Give the stretch of rows below from the line containing "251, row 66." through the line containing "column 224, row 58" as a numbered list, leaving out blank lines.

**Data for this exercise:**
▬▬▬▬▬▬
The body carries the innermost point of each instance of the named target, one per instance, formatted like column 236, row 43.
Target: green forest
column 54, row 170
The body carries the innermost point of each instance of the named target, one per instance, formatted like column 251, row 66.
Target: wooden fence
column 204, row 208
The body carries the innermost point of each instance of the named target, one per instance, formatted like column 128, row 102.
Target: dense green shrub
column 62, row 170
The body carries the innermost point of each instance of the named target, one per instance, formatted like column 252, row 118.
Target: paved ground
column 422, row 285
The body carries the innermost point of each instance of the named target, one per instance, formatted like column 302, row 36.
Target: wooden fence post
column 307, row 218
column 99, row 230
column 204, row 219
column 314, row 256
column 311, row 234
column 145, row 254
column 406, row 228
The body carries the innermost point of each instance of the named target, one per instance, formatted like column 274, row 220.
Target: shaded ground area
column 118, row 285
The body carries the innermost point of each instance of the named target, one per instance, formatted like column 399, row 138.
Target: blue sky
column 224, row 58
▬▬▬▬▬▬
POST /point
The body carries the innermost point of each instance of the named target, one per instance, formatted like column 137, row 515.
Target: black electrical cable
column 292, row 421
▬▬▬▬▬▬
**Response to the task:**
1. The body carries the innermost point of each instance of the named target, one per instance, formatted like column 251, row 66.
2. Target: wooden fence
3. column 204, row 208
4. The body carries the innermost point of each instance of the named target, one per instance, formatted like column 128, row 102.
5. Target: dense green shrub
6. column 62, row 170
7. The body carries the innermost point of each instance of the named target, one per instance, formatted like column 252, row 118.
8. Target: paved ground
9. column 422, row 285
10. The body carries the innermost point of each instance of the named target, one per instance, formatted like column 302, row 36.
11. Target: wooden fence post
12. column 307, row 218
13. column 99, row 230
14. column 204, row 219
15. column 314, row 256
16. column 311, row 234
17. column 145, row 254
18. column 406, row 228
19. The body carries the innermost point of each instance of the named target, one per instance, formatted like column 274, row 220.
20. Target: shaded ground area
21. column 118, row 285
22. The body carries the innermost point of each instance of the named target, one per instance, formatted like column 399, row 138.
23. Target: blue sky
24. column 224, row 58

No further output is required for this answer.